▸ Your objective
Every line containing "this" should be copied out. Go through the entries and find them.

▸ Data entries
○ ○ ○

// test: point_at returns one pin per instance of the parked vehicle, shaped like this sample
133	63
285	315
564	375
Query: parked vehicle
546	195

○ ○ ○

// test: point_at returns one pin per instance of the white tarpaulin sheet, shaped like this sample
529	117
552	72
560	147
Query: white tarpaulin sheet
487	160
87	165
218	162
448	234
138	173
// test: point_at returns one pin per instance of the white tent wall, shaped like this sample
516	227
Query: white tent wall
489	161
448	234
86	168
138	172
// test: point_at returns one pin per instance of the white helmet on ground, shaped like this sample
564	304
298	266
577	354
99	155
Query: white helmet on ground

○ ○ ○

▸ Expected answer
// test: point_at returns one pin per instance of the parked vehicle, shaped like this sample
// test: point_at returns one pin per instance of the white tarpaulin sheet, shaped like this sample
// test: point_at returns one pin per instance of the white tent wall, shaped like this sample
// test: point_at returns one pin per instance of the white helmet on ground, shaped like this sample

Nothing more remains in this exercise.